EXCERPT PROVIDED:
# Some thoughts after my first show



## taylorr872 (Oct 5, 2008)

My partner and I exhibited our birds in our first show this weekend.
It went pretty good- we didn't win anything but we did get lots and lots of pointers tips and advice on all things pigeon related. The judges and show staff were super helpful as well. Everyone seemed to have a tip or trade secret to share for us newbies, which was much appreciated (I don't think we realized how much we didn't know). Thanks to all here on PT as well who provided advice on showing too- it was really helpful!

On another note one thing that really surprised me was how many people at the show did'nt provide water for their birds all day. Is there a reason that people withhold water from their birds at a show? I always thought that pigeons were really susceptible to dehydration related problems? I offered dixie cups and bottled water to the people near me without water cups and most of them took them for their birds. I just thought that it was really odd that so many people didn't have water for their birds (mine drank a lot at the show!). Maybe next time I'll bring a spare box of little cups for water and leave them at the show secretaries booth so that people who forgot their own can still water their birds... I felt bad for the birds w/o water, they looked thirsty.


----------



## Columba livia! (May 4, 2009)

sounds cool. what kind of birds do you show? I would like to dabble in pigeon shows someday. But for now I just have pet fantails. the pigeon breeders may be worried about their birds getting their feathers wet before being judged. I don't know, just a theory. Any way I think the main priority should be the birds, not the grand prize, so i'm glad you gave your birds water. I would encourage the others to do the same.


----------



## Pigeon lower (Oct 23, 2007)

The show near me provides cups and water along with food. But diseases spread in the water n stuff so some people dont like it.


----------



## taylorr872 (Oct 5, 2008)

I guess I could understand the whole disease issue with the water potentially being shared by neighbors. Oh well, to each his own with their birds I suppose.


----------



## MaryOfExeter (Sep 30, 2007)

A bottle of water mixed as one teaspoon of chlorine per gallon will keep diseases from spreading to your birds through the water. ACV works just as well (and has extra benefits) but they might start asking whatcha got in the water  LOL. I don't see why they didn't have water. Food I could understand, but they need water. Some shows I have seen water provided, some I haven't. I don't know what the deal is. It does prevent a big mess if the little cups get pushed over somehow


----------



## george simon (Feb 28, 2006)

REQUIRED ACTION A:
Answer these questions about the pigeon show thread:
(i) What did taylorr872 offer to the people nearby who had no water cups?
(ii) What birds does Columba livia! keep for now?
(iii) What mix for a bottle of water does MaryOfExeter give to keep diseases from spreading?
REQUIRED ACTION B: Pick up the pigeon show thread after its final header and write the post that comes next.

Point-per-instance localization data

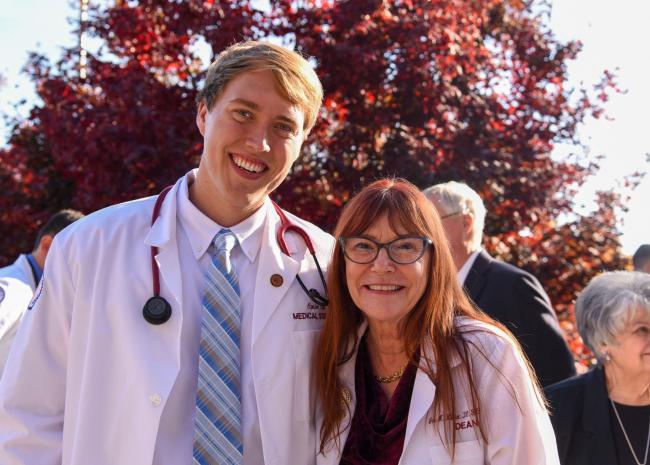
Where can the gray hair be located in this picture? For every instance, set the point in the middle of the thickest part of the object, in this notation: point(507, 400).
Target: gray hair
point(457, 197)
point(606, 305)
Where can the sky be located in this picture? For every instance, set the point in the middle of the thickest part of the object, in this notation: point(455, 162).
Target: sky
point(614, 38)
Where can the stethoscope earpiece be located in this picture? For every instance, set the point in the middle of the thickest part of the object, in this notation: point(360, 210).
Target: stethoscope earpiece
point(157, 310)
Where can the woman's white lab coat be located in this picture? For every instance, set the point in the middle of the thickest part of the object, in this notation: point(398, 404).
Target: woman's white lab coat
point(517, 425)
point(90, 377)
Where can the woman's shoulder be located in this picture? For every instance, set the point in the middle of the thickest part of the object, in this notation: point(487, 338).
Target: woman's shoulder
point(483, 335)
point(572, 389)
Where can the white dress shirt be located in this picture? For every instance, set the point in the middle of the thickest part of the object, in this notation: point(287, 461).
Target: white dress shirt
point(464, 270)
point(194, 232)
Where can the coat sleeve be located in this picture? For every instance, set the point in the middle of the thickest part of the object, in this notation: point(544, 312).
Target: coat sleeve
point(538, 330)
point(33, 385)
point(15, 295)
point(516, 421)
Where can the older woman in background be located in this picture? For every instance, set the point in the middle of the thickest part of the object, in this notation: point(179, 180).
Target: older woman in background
point(603, 416)
point(407, 370)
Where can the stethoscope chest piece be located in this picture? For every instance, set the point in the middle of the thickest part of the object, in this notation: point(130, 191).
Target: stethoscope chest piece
point(157, 310)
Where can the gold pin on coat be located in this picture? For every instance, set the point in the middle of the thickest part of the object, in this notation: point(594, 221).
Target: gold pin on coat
point(276, 280)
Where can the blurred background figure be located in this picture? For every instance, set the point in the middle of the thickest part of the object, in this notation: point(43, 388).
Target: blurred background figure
point(506, 293)
point(641, 258)
point(603, 416)
point(18, 281)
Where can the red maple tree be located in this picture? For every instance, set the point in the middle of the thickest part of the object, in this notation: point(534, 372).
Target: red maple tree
point(426, 90)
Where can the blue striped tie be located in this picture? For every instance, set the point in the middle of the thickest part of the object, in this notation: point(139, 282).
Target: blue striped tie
point(217, 426)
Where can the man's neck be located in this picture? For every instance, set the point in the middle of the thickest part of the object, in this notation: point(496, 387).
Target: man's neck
point(223, 213)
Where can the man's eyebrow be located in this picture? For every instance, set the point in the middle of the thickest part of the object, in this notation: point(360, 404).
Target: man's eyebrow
point(246, 103)
point(254, 106)
point(288, 120)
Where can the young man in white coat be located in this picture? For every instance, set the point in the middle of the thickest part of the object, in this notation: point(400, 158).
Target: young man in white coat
point(18, 281)
point(92, 381)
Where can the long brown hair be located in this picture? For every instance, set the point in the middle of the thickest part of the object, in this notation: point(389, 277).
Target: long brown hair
point(431, 323)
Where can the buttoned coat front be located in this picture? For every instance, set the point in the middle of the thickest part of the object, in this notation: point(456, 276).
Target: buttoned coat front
point(517, 425)
point(90, 376)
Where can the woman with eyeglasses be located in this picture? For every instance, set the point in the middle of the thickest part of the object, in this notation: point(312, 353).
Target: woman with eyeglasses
point(408, 371)
point(603, 416)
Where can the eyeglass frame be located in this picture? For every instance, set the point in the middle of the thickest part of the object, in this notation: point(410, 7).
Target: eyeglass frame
point(385, 245)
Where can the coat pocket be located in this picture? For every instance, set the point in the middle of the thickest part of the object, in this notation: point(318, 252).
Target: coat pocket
point(466, 453)
point(304, 402)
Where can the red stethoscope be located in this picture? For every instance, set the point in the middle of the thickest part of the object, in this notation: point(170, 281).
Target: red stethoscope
point(157, 310)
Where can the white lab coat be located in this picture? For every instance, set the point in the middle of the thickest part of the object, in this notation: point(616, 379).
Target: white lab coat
point(89, 377)
point(518, 428)
point(16, 290)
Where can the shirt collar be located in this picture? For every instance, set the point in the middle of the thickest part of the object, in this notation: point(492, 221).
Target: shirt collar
point(37, 272)
point(464, 270)
point(200, 229)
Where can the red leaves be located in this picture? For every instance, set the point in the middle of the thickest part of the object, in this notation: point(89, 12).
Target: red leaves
point(426, 90)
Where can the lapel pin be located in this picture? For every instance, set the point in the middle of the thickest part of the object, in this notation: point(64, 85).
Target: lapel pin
point(276, 280)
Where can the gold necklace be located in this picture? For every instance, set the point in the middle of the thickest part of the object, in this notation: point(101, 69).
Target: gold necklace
point(629, 444)
point(390, 378)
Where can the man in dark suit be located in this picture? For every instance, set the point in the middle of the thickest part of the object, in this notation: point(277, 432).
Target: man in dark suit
point(508, 294)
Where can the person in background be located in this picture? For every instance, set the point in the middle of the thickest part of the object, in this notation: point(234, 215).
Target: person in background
point(175, 329)
point(641, 258)
point(18, 281)
point(408, 371)
point(508, 294)
point(603, 416)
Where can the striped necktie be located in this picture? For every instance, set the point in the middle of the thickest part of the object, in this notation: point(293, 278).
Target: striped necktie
point(217, 426)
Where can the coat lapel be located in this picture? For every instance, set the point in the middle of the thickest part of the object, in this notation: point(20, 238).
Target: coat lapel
point(477, 276)
point(596, 418)
point(163, 236)
point(272, 262)
point(421, 401)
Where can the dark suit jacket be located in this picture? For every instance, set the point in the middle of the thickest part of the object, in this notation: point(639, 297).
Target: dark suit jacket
point(516, 298)
point(580, 417)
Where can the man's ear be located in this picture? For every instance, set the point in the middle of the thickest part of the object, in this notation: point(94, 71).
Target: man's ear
point(201, 113)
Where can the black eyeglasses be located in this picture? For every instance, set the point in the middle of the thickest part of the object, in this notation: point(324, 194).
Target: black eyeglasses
point(403, 250)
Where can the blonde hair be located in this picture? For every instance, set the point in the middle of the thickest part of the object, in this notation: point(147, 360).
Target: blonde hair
point(297, 81)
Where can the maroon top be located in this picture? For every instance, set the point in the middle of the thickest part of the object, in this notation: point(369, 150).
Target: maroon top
point(378, 427)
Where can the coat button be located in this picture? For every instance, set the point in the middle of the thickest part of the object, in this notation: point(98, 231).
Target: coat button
point(276, 280)
point(155, 399)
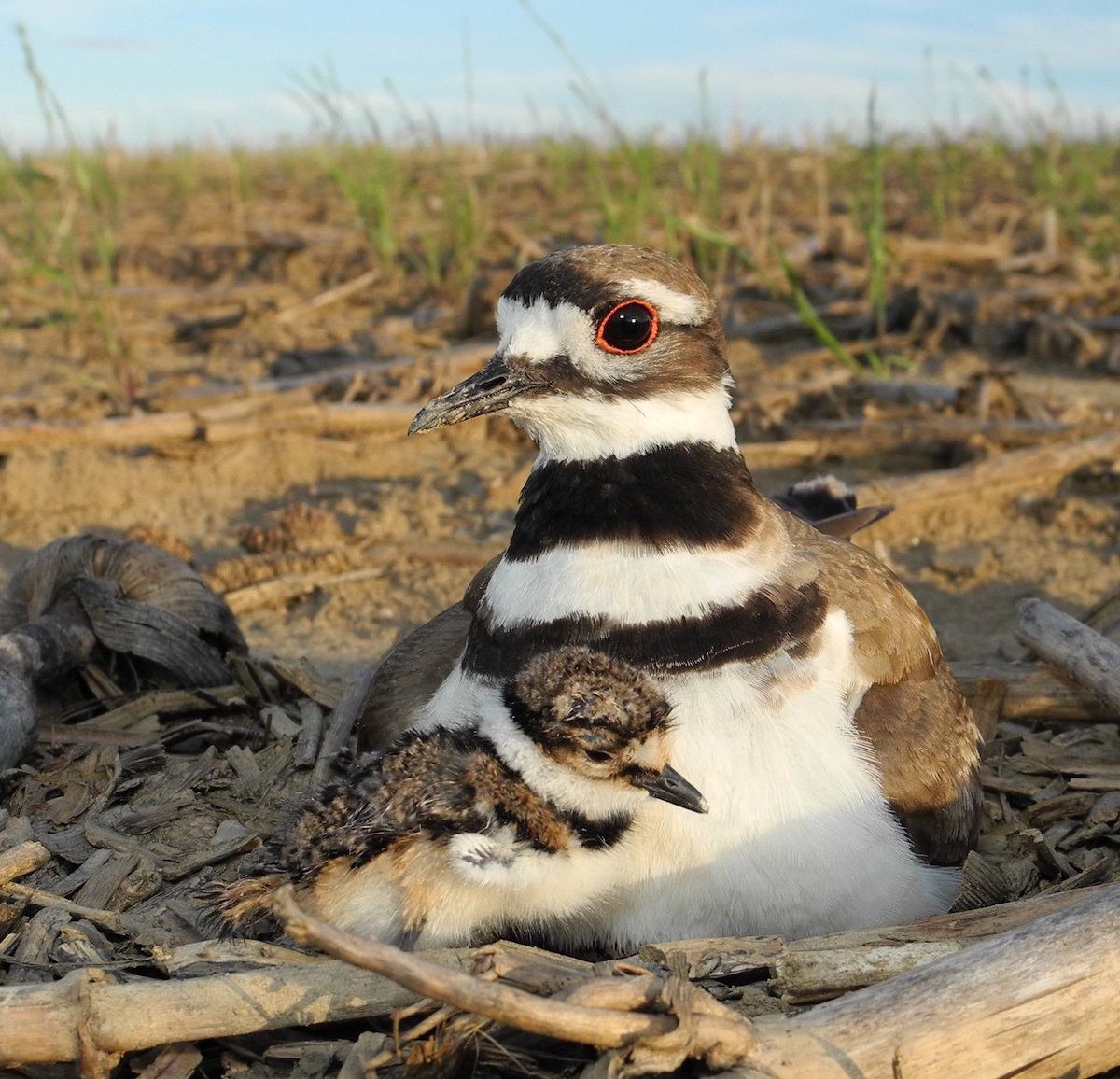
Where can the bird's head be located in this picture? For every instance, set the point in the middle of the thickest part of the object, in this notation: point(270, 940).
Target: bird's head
point(602, 350)
point(603, 720)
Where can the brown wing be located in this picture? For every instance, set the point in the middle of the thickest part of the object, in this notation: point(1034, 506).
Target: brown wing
point(913, 716)
point(415, 666)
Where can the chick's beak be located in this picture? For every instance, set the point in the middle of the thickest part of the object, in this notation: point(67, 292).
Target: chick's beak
point(485, 391)
point(669, 786)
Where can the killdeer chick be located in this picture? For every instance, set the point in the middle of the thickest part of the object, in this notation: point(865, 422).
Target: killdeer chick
point(813, 705)
point(457, 834)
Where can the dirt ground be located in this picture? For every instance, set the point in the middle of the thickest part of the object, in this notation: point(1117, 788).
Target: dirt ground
point(255, 424)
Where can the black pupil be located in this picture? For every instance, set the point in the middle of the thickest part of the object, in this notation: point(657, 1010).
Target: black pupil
point(628, 328)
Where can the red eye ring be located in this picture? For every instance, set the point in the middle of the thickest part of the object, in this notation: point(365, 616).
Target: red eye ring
point(620, 348)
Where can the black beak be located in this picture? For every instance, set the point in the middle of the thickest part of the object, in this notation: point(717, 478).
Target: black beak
point(669, 786)
point(485, 391)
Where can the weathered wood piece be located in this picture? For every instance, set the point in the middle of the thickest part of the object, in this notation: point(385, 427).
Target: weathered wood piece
point(1037, 1001)
point(1084, 653)
point(1033, 691)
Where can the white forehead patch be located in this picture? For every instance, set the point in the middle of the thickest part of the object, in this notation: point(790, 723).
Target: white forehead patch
point(672, 306)
point(541, 330)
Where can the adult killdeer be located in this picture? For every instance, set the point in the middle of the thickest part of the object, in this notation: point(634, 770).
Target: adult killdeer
point(519, 822)
point(813, 704)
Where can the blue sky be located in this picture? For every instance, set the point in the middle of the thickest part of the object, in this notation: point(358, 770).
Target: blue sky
point(166, 71)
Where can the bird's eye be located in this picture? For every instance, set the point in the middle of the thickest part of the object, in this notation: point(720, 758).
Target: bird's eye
point(627, 328)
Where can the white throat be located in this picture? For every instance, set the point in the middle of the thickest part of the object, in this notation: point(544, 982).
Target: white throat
point(588, 427)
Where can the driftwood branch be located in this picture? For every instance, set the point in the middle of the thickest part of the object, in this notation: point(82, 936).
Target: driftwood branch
point(83, 1017)
point(1084, 653)
point(718, 1036)
point(1029, 692)
point(1037, 1001)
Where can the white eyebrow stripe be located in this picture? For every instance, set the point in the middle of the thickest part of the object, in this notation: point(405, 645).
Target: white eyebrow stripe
point(672, 306)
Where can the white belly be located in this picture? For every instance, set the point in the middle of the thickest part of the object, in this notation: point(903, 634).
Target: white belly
point(799, 839)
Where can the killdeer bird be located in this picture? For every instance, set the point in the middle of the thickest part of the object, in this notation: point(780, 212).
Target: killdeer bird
point(813, 704)
point(455, 834)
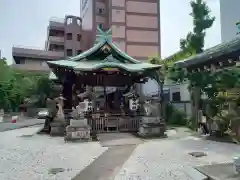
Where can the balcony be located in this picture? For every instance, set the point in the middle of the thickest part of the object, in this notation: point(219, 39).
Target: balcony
point(56, 23)
point(29, 52)
point(56, 40)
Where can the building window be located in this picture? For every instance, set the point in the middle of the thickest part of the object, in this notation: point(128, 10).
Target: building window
point(79, 22)
point(176, 96)
point(69, 21)
point(44, 64)
point(69, 52)
point(79, 37)
point(22, 61)
point(69, 36)
point(100, 11)
point(79, 51)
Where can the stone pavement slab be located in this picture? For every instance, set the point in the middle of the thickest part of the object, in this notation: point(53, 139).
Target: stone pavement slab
point(170, 159)
point(107, 165)
point(27, 155)
point(118, 139)
point(220, 171)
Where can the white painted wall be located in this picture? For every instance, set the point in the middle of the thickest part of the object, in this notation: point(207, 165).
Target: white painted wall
point(230, 14)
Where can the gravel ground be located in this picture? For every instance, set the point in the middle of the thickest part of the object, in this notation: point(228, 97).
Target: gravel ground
point(169, 159)
point(25, 155)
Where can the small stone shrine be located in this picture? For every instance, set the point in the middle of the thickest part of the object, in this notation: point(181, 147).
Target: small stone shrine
point(58, 124)
point(151, 124)
point(79, 128)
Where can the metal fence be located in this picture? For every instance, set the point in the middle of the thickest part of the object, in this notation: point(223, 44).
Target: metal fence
point(184, 106)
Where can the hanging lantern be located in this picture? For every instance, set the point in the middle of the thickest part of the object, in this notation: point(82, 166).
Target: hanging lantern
point(134, 104)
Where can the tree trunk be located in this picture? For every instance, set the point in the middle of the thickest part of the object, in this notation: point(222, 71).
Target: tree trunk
point(196, 95)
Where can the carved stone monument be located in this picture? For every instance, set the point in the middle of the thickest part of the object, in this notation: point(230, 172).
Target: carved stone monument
point(79, 128)
point(58, 124)
point(151, 124)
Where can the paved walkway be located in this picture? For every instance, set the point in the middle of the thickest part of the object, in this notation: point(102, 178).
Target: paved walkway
point(170, 159)
point(107, 165)
point(27, 155)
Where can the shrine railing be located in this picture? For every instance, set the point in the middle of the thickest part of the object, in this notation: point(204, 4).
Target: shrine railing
point(115, 123)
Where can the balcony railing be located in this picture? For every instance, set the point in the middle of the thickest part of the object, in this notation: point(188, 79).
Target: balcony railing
point(36, 53)
point(56, 19)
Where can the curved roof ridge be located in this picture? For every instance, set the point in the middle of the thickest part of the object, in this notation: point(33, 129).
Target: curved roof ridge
point(119, 51)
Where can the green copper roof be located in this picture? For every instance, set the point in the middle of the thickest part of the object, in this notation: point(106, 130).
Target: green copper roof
point(52, 76)
point(108, 62)
point(104, 54)
point(212, 53)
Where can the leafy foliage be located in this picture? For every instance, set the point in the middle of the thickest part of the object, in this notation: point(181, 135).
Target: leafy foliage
point(202, 20)
point(16, 86)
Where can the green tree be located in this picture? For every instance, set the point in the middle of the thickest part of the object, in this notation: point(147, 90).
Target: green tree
point(16, 86)
point(202, 20)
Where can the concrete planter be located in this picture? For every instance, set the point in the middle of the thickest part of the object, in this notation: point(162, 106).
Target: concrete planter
point(236, 164)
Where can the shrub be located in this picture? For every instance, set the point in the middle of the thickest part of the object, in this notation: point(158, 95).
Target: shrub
point(175, 116)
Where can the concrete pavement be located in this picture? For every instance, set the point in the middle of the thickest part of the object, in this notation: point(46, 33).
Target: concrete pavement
point(6, 126)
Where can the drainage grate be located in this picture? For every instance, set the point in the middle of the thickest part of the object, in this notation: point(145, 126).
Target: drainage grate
point(197, 154)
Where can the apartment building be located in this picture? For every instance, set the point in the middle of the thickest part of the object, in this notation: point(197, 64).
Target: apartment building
point(65, 38)
point(230, 19)
point(135, 28)
point(135, 24)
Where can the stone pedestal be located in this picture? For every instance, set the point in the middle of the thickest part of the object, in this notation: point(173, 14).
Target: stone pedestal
point(151, 127)
point(57, 128)
point(236, 163)
point(78, 130)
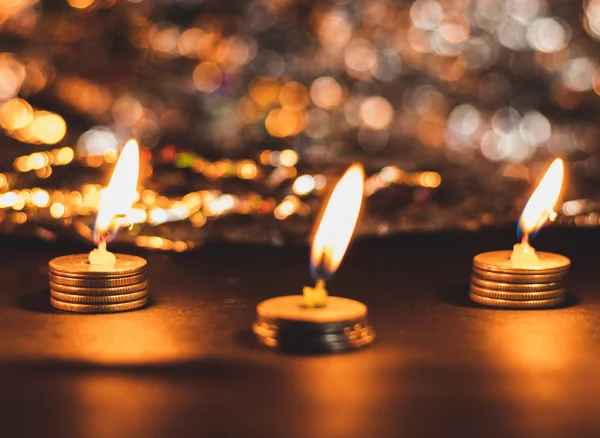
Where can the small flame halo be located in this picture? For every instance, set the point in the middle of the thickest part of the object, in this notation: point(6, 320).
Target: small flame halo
point(540, 206)
point(120, 194)
point(337, 223)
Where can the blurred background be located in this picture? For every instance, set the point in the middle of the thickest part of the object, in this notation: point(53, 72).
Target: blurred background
point(248, 111)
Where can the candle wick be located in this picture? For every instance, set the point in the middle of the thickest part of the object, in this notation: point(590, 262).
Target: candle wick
point(102, 242)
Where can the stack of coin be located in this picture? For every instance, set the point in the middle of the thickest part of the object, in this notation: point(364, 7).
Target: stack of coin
point(496, 282)
point(78, 286)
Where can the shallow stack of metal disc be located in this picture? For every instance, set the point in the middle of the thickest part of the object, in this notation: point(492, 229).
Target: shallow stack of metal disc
point(284, 324)
point(496, 282)
point(77, 286)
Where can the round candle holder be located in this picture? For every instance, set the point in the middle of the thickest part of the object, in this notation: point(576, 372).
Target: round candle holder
point(496, 282)
point(78, 286)
point(287, 325)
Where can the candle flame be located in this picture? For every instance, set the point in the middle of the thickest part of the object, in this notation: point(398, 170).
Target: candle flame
point(337, 223)
point(540, 206)
point(116, 199)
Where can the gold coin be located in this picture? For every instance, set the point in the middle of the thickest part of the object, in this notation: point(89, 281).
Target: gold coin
point(519, 278)
point(98, 299)
point(97, 308)
point(87, 291)
point(97, 283)
point(531, 304)
point(499, 261)
point(517, 296)
point(78, 266)
point(512, 287)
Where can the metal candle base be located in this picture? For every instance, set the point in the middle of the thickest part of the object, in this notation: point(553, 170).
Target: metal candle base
point(496, 282)
point(286, 325)
point(78, 286)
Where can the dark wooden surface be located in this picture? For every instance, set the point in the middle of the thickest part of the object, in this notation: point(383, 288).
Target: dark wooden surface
point(188, 366)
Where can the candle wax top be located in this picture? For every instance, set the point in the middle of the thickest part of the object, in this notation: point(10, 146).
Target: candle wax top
point(291, 307)
point(78, 264)
point(499, 261)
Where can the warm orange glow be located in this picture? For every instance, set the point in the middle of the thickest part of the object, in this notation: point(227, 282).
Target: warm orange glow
point(121, 193)
point(540, 206)
point(338, 221)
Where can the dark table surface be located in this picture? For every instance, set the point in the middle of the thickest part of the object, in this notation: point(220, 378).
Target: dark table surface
point(187, 365)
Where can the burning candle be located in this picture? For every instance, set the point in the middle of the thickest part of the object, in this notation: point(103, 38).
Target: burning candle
point(315, 322)
point(525, 278)
point(115, 203)
point(102, 282)
point(538, 210)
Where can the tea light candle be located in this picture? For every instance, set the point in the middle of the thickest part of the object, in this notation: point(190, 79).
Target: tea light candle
point(315, 322)
point(102, 282)
point(525, 278)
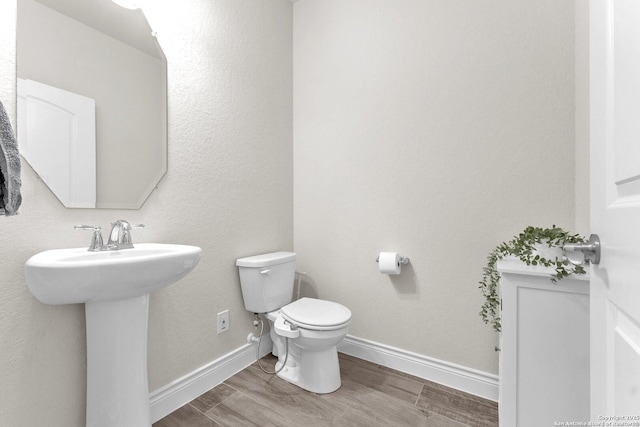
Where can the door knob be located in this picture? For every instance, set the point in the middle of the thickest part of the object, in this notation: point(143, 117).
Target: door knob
point(580, 253)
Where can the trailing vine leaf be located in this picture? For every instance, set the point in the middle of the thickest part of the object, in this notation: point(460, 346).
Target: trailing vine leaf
point(523, 247)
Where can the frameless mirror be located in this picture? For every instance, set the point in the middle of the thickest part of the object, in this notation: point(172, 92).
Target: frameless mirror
point(80, 60)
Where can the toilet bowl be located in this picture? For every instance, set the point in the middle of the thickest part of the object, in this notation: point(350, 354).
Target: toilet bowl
point(305, 332)
point(312, 363)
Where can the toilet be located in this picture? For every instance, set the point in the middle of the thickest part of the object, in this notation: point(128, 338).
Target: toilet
point(310, 328)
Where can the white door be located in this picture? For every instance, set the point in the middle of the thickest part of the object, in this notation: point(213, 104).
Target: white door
point(615, 210)
point(57, 137)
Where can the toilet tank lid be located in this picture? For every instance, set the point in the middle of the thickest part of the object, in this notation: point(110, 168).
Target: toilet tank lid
point(266, 260)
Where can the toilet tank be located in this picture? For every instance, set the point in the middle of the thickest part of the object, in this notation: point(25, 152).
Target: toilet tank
point(267, 280)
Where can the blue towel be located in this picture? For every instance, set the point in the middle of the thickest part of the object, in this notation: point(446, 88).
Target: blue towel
point(10, 182)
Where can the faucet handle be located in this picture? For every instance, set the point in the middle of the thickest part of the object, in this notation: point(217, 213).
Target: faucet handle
point(127, 242)
point(96, 239)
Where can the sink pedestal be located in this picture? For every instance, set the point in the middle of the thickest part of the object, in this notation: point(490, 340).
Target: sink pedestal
point(117, 388)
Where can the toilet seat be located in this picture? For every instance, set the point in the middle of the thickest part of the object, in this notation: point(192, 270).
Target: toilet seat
point(316, 314)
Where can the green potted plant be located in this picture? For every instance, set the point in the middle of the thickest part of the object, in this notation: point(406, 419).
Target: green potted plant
point(531, 247)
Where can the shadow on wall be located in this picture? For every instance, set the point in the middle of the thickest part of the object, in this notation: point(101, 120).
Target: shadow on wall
point(405, 283)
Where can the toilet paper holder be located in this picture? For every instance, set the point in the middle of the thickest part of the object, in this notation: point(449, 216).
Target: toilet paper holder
point(403, 260)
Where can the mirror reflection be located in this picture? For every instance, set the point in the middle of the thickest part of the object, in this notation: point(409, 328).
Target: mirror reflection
point(83, 59)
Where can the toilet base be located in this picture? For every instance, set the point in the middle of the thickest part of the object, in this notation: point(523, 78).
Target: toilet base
point(315, 371)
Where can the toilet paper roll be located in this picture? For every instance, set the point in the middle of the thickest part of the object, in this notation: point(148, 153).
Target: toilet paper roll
point(389, 263)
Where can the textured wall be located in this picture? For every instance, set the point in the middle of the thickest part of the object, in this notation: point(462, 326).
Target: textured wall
point(436, 129)
point(92, 64)
point(228, 189)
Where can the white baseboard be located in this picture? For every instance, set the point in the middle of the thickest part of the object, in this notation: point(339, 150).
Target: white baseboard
point(448, 374)
point(183, 390)
point(172, 396)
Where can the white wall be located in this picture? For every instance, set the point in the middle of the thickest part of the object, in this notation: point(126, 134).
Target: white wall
point(92, 64)
point(228, 189)
point(437, 129)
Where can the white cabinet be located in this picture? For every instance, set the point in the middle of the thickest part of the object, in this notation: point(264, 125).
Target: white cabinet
point(544, 359)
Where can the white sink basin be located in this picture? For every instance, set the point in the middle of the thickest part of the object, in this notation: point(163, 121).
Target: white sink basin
point(115, 288)
point(67, 276)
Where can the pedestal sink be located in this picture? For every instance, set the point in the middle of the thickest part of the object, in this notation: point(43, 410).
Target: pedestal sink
point(115, 287)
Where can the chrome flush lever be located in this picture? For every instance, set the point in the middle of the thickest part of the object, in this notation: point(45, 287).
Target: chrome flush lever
point(581, 253)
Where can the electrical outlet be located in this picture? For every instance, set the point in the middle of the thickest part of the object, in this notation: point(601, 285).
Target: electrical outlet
point(223, 321)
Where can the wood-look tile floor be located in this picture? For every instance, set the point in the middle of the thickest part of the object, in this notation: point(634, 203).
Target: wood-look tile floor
point(371, 395)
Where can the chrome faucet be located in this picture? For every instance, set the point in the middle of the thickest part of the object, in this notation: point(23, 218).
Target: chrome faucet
point(120, 235)
point(96, 239)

YOUR RESPONSE A:
(i) Dixie cups and bottled water.
(ii) Pet fantails.
(iii) One teaspoon of chlorine per gallon.

YOUR RESPONSE B:
*THERE ARE SHOWS and there are shows*

*There are shows and THERE ARE SHOWS: I just got back from the set up for the PAGENT OF PIGEONS (SUNDAY)this is a three day show 19,20,21 NOV. there will be 3200 birds at the show every cage 3200 has two cups one for feed and the other for water,(6400 cups). THIS IS A SHOW. The other shows are these one day shows and many of the swap meets these are shows that realy last for 4-6 hours most of these do not feed or water the birds as those that conduct these shows feel that there is no need for that short period. I always bring feed and water for my birds at these type shows,as I feel that I must see to it that my birds have their needs taken care of . The point is be prepaired . I hope that you all see that there are shows, and that there are SHOWS. *GEORGE


----------



## taylorr872 (Oct 5, 2008)

Yep, either way it was a really good show- it was well attended and there were lots of different types of birds there. I had a good time and learned a lot from the judges and other competitors. Everyone was really nice and knowledgeable.


----------



## Big T (Mar 25, 2008)

I too went to my first show but was told what to bring and what to expect. I have a 2X4 with two cups imbedded into the board, (I made them). One cup is for water, one for food, (the 2X4 keeps the birds from turning the cups over). I also have that clay square pan you see in the picture because birds like to sit high. Since my birds have muffs it was better to keep the muffs clean. I brought my own feed with probotics and flax seed oil for the birds. I also brought my own water with ACV in it. Just in case I had some antibiotics ready if I needed them.

My first round was to look for any sick bird at the show, then I took my time and enjoyed the show, but my birds were cared for only by me. This forum and the person in charge of the show were very helpful. Everything I did was based on other's advice. Cause I didn't know anything. 

God Bless,
Tony

PS always hope for the best but prepare for the worst.


----------



## mr squeaks (Apr 14, 2005)

WELL DONE, TONY!!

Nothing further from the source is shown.